From the first line to the last, retype the listing without any alteration.
····················
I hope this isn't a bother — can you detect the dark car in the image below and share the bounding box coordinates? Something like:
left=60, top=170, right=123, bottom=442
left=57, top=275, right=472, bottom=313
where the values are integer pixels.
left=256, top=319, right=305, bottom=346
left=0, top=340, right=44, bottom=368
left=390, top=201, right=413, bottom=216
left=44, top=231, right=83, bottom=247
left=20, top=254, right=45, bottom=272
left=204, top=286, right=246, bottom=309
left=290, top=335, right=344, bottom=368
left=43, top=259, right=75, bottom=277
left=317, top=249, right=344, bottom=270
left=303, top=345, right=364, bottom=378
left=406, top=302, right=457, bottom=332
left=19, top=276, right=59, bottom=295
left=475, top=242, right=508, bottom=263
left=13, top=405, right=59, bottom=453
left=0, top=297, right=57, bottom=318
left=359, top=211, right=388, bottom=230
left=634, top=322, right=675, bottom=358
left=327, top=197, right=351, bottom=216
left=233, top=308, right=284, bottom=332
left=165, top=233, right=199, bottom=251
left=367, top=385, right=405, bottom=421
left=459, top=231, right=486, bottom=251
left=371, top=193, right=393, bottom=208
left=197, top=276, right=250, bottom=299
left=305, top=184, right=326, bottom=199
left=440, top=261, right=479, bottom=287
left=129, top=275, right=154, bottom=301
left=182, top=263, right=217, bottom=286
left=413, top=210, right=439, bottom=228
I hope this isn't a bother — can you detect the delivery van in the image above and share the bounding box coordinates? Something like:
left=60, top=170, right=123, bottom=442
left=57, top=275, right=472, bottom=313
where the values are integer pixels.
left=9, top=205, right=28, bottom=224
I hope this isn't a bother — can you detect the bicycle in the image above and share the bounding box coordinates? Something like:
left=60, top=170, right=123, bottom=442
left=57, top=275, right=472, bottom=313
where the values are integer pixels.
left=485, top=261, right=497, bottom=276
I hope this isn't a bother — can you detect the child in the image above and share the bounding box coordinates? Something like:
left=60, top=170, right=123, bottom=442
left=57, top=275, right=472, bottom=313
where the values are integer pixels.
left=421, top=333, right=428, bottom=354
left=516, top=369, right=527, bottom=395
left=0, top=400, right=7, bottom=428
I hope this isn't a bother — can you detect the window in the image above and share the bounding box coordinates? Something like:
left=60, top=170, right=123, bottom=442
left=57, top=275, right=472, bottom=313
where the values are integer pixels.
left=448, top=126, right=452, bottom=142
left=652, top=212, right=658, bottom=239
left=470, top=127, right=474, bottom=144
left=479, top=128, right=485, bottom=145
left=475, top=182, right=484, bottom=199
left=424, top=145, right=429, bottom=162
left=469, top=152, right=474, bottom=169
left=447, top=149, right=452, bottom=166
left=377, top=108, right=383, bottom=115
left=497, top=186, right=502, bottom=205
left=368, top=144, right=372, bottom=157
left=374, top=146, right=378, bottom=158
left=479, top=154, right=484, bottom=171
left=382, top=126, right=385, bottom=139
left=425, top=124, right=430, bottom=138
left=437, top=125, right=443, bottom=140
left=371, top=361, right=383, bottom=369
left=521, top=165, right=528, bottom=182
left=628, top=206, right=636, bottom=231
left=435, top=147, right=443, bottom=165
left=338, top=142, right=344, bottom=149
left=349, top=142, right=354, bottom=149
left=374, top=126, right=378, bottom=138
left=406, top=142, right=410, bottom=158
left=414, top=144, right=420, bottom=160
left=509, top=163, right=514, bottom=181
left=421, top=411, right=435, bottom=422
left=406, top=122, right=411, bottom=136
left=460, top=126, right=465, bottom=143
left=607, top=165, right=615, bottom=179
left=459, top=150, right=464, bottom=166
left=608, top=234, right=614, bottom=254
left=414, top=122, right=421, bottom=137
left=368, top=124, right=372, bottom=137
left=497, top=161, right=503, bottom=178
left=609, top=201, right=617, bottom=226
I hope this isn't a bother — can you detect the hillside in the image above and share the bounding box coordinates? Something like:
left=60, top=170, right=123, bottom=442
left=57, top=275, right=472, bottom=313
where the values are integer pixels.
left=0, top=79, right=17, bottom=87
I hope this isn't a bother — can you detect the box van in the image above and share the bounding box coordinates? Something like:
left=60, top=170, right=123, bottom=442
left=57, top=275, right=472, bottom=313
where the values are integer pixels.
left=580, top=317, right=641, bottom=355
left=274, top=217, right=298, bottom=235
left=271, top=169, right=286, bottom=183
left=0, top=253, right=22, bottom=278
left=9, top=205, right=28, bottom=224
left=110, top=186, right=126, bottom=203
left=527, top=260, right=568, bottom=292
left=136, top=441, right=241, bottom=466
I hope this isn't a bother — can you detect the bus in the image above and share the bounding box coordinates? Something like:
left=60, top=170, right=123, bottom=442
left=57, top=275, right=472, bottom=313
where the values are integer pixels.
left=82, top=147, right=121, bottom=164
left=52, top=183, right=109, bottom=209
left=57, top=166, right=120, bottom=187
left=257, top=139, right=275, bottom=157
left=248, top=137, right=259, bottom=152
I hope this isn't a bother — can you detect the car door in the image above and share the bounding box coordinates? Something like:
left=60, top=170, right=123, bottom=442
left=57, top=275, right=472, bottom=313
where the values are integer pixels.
····················
**Result for this task**
I hope this isn't a bother — can you detect the dark car in the image below and share the bounding box coordinates? Something like:
left=60, top=170, right=123, bottom=442
left=57, top=275, right=472, bottom=313
where the values are integer pixels.
left=256, top=319, right=305, bottom=346
left=0, top=340, right=44, bottom=368
left=390, top=201, right=413, bottom=216
left=44, top=231, right=83, bottom=247
left=20, top=254, right=45, bottom=272
left=204, top=286, right=246, bottom=309
left=290, top=335, right=344, bottom=368
left=43, top=259, right=75, bottom=277
left=317, top=249, right=344, bottom=270
left=303, top=345, right=364, bottom=378
left=406, top=302, right=457, bottom=332
left=19, top=276, right=59, bottom=295
left=475, top=242, right=508, bottom=263
left=13, top=405, right=59, bottom=453
left=0, top=297, right=57, bottom=318
left=359, top=211, right=388, bottom=230
left=634, top=322, right=675, bottom=358
left=327, top=197, right=351, bottom=216
left=233, top=308, right=284, bottom=332
left=165, top=233, right=199, bottom=251
left=367, top=385, right=405, bottom=421
left=459, top=231, right=486, bottom=251
left=371, top=193, right=393, bottom=208
left=197, top=276, right=250, bottom=299
left=305, top=184, right=326, bottom=199
left=440, top=261, right=479, bottom=287
left=129, top=275, right=154, bottom=301
left=182, top=263, right=217, bottom=286
left=413, top=210, right=439, bottom=228
I hope this isn't a bother — can you detect the delivery van in the image above and share the bounding box coordinates? Something like:
left=60, top=170, right=123, bottom=442
left=57, top=275, right=472, bottom=313
where the values are integer pixels.
left=9, top=205, right=28, bottom=224
I hope this isn't a bother — can you detect the bicycle in the image above and share the bounding box coordinates? Something like:
left=60, top=170, right=123, bottom=442
left=57, top=275, right=472, bottom=313
where the values are integer pixels.
left=485, top=261, right=497, bottom=276
I hope this isn't a bother — can you detect the child in the image above and share the bounding box coordinates? Something like:
left=60, top=170, right=123, bottom=442
left=57, top=275, right=472, bottom=313
where the values are integer pixels.
left=421, top=333, right=428, bottom=354
left=516, top=369, right=527, bottom=395
left=0, top=400, right=7, bottom=428
I hope this isn't a bother — can you detect the window in the image above and share the bounding box coordinates? Something like:
left=60, top=170, right=123, bottom=442
left=57, top=275, right=472, bottom=313
where the values are integer pixels.
left=448, top=126, right=452, bottom=142
left=652, top=212, right=658, bottom=239
left=470, top=127, right=474, bottom=144
left=479, top=128, right=485, bottom=145
left=475, top=182, right=484, bottom=199
left=424, top=145, right=429, bottom=162
left=469, top=152, right=474, bottom=169
left=447, top=149, right=452, bottom=166
left=377, top=108, right=383, bottom=115
left=497, top=186, right=502, bottom=205
left=368, top=144, right=372, bottom=157
left=374, top=146, right=378, bottom=158
left=479, top=154, right=484, bottom=171
left=382, top=126, right=385, bottom=139
left=425, top=124, right=430, bottom=138
left=437, top=125, right=443, bottom=140
left=371, top=361, right=383, bottom=369
left=521, top=165, right=528, bottom=182
left=628, top=206, right=636, bottom=231
left=435, top=147, right=443, bottom=165
left=338, top=142, right=344, bottom=149
left=349, top=142, right=354, bottom=149
left=374, top=126, right=378, bottom=138
left=406, top=142, right=410, bottom=158
left=414, top=144, right=420, bottom=160
left=509, top=163, right=514, bottom=181
left=421, top=411, right=435, bottom=422
left=406, top=122, right=411, bottom=136
left=460, top=126, right=465, bottom=143
left=607, top=165, right=615, bottom=179
left=459, top=150, right=464, bottom=166
left=608, top=234, right=614, bottom=254
left=414, top=122, right=421, bottom=137
left=368, top=124, right=372, bottom=137
left=497, top=161, right=503, bottom=178
left=609, top=201, right=617, bottom=226
I hope this isn't a bother — can you detect the hillside in the image above and share the bounding box coordinates? Something like:
left=60, top=170, right=123, bottom=442
left=57, top=275, right=472, bottom=313
where the values are integer pixels.
left=0, top=79, right=17, bottom=87
I hope this isn't a bother — can you detect the box van in the image above and share the bounding box coordinates? Something like:
left=60, top=170, right=123, bottom=442
left=57, top=275, right=472, bottom=313
where the values are integer pixels.
left=580, top=317, right=641, bottom=355
left=274, top=217, right=298, bottom=235
left=271, top=169, right=286, bottom=183
left=0, top=253, right=22, bottom=278
left=9, top=205, right=28, bottom=224
left=110, top=186, right=126, bottom=203
left=527, top=260, right=568, bottom=292
left=136, top=441, right=241, bottom=466
I hope this isn't a bother — can you detect the bus in the image above and share the bounding box coordinates? Something like:
left=60, top=170, right=123, bottom=442
left=57, top=275, right=472, bottom=313
where the values are integer pixels.
left=82, top=147, right=121, bottom=164
left=52, top=183, right=109, bottom=209
left=57, top=166, right=120, bottom=187
left=257, top=139, right=275, bottom=157
left=248, top=137, right=259, bottom=152
I hope this isn't a bother — can you detect the car door in the image above and share the bounding box coordinates? Something like:
left=60, top=170, right=123, bottom=442
left=57, top=275, right=472, bottom=313
where the values are integer pixels.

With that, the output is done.